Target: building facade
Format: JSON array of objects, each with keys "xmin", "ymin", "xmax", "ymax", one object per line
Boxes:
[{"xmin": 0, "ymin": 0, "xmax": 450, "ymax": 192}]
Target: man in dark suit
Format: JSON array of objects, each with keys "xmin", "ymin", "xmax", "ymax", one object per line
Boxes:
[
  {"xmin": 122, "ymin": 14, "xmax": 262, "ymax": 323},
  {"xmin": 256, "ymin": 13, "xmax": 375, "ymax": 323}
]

--

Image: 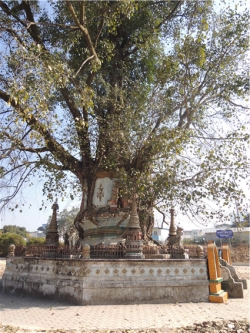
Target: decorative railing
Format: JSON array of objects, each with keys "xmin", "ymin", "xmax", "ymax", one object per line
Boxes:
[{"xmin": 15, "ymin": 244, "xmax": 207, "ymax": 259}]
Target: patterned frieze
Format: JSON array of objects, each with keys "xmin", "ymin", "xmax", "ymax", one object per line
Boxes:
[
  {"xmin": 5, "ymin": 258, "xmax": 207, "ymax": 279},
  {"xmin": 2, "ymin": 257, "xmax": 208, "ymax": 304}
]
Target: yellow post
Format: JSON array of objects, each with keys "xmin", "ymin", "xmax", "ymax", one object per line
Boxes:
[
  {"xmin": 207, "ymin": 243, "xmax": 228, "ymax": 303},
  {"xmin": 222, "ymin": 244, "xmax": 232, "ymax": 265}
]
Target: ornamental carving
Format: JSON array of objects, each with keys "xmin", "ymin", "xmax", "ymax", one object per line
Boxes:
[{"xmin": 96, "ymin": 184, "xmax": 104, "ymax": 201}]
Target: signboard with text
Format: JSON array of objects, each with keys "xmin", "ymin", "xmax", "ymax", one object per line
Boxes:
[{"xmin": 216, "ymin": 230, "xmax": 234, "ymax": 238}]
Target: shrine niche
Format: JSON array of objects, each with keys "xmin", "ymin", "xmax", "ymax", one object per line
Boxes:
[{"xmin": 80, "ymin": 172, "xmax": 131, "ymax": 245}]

▶ Task prompt: From the records above, keep only the lines that contain the string "Target" and copy each one out unchanged.

▶ Solved problem:
Target: building facade
Target: man in dark suit
Target: decorative railing
Target: patterned frieze
Target: yellow post
Target: ornamental carving
Target: signboard with text
Target: shrine niche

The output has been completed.